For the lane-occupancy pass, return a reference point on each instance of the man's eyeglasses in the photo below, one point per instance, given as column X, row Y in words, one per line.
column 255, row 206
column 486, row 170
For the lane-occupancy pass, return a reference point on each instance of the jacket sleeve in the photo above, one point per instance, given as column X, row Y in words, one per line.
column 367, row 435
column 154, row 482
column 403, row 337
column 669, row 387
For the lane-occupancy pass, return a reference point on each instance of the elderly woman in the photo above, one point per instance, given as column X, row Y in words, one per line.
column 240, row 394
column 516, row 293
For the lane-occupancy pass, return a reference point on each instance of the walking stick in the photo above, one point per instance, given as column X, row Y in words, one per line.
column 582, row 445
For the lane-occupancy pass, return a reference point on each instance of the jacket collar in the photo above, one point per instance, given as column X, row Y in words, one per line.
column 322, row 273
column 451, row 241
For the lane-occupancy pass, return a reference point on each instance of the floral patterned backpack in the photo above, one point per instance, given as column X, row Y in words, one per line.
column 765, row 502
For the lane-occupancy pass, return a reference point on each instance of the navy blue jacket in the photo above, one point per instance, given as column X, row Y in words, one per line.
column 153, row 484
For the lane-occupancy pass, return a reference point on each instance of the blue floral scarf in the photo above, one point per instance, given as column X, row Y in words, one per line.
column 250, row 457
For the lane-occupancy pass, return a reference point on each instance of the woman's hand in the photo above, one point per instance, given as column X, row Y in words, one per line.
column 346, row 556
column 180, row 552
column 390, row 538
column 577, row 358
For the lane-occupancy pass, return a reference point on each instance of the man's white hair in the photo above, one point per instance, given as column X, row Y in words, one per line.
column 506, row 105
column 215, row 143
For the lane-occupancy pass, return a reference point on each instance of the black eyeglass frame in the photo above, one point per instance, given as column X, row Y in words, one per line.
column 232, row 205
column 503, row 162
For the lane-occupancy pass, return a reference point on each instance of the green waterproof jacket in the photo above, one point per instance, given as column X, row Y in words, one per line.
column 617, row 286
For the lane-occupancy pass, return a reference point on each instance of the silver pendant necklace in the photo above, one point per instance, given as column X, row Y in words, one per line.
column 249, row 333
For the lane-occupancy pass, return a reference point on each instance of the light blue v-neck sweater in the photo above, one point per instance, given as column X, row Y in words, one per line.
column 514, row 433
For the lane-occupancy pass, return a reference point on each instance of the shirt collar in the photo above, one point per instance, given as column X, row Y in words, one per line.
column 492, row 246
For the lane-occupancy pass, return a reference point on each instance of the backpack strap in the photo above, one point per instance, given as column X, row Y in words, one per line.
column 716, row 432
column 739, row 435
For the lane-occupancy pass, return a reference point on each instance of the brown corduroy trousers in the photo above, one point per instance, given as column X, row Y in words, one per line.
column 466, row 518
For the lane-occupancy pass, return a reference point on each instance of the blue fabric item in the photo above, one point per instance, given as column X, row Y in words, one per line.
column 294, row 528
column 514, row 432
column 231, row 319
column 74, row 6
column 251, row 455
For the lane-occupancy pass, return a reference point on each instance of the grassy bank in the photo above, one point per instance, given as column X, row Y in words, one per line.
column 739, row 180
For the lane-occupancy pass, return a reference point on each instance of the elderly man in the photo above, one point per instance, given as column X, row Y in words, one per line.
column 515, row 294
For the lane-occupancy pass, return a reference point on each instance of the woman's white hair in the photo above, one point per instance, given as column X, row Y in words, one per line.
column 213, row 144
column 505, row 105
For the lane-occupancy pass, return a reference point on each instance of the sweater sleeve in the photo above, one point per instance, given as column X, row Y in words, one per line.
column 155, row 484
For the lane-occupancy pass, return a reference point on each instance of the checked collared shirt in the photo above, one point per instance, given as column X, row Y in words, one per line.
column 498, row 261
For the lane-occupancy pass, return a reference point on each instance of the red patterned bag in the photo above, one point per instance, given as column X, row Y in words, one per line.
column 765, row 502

Task to carry out: In the answer, the listing above should be restated word for word.

Written response:
For the lane-occupancy pass, return a reference point on each instance of the man's eyeglasses in the photo below, one point per instance, given as column X, row Y in words, one per line.
column 255, row 206
column 486, row 170
For the lane-occupancy pass, return a reference point on each instance of the jacket sleeve in the photo above, one point per instance, given as column X, row Y in words, one per line.
column 367, row 435
column 154, row 482
column 403, row 337
column 669, row 387
For the lane-occupancy pass, return a reference point on each instance of the elderly woman in the photo above, one point per instance, given as column X, row Y in words, one per line.
column 240, row 394
column 516, row 293
For the lane-occupancy pass, return a reference point on each instance of the walking stick in the photo above, one point per instance, given as column X, row Y in words, one per line.
column 582, row 445
For the lane-occupancy pass, return a reference point on each instance of the jacket collar in the photo above, one point per instance, given as column X, row Y in words, one per line.
column 322, row 273
column 451, row 241
For the lane-occupancy pass, return a reference point on each instance of the floral patterned backpack in the photo above, one point per instance, given as column X, row Y in words, one per line.
column 765, row 502
For the lane-occupancy pass, return a reference point on each instance of the navy blue jacket in the photo above, one point per instance, given as column X, row Y in words, one per line.
column 153, row 484
For the lane-occupancy pass, return a reference point on each instance of the blue floral scarf in the photo above, one point per instance, given as column X, row Y in words, one per line.
column 250, row 457
For the lane-occupancy pass, return a reference point on each instance of the woman's hand in the photo above, one point per instance, given as column X, row Y in words, one per line.
column 346, row 556
column 180, row 552
column 390, row 538
column 577, row 358
For the lane-occupancy pass, return a reference point on each instance of the man's white hair in the photo above, one point per instance, given as column X, row Y in words, one per line.
column 506, row 105
column 215, row 143
For the lane-occupancy pass, return a reference point on each instance of the black eyeglass frame in the photo above, one point per instance, given as column X, row Y in words, one per line.
column 232, row 205
column 503, row 162
For the lane-occupancy pass, return a reference point on each instance of the green waterproof jacket in the photo above, one point per instance, given as column X, row Y in words, one per line.
column 617, row 286
For the lane-occupancy pass, return a reference point on each instance of the silver pendant necklace in the photo above, one point per instance, given as column X, row Y in words, one per line.
column 249, row 333
For the lane-occupancy pass, return a reference point on each instance of the light blue v-neck sweater in the photo above, one point per instance, given as column X, row Y in words, one per line.
column 514, row 433
For the lane-occupancy pass, return a reference point on each instance of the shirt collar in the photo above, one point per instance, given as column X, row Y in words, one per line.
column 492, row 246
For the lane-occupancy pass, return a reference point on each instance of the backpack strap in the photo above, one point per instance, given as column X, row Y in words, one per line.
column 716, row 432
column 739, row 435
For the lane-occupancy pass, return a reference point on each instance of the brown corduroy trousers in the photo above, one point per instance, given as column X, row Y in words, one per line.
column 466, row 518
For the lane-occupancy pass, return a reference point on each instance of the blue fabric item in the photo above, one point per instance, given as column X, row Y in words, one per line.
column 294, row 528
column 514, row 432
column 231, row 319
column 74, row 6
column 251, row 455
For the lane-occupancy pass, return a reference point on each instance of the grassy bank in the photo above, one point per instance, given as column X, row Y in words, one per line.
column 739, row 180
For the lane-occupancy pass, return a reference point on each instance of the elderly man in the photo above, one point per instance, given as column X, row Y in words, one per line.
column 515, row 294
For the lane-occupancy pass, return a reference point on each instance of the woman's white hair in the photo above, one point per instance, given as column X, row Y in words, one per line.
column 213, row 144
column 505, row 105
For the lane-occupancy pass, return a reference point on each instance of the sweater sleeve in the photo above, one point per instance, given as column X, row Y in words, one per line.
column 155, row 484
For the lane-occupancy pass, return a reference point on each instance of the checked collared shirt in the photo above, one point per instance, given as column X, row Y in words, one per line.
column 498, row 261
For the lane-occupancy pass, return a reference point on each instance of the red patterned bag in the photo above, one point per instance, given as column X, row Y in words, one per line.
column 765, row 502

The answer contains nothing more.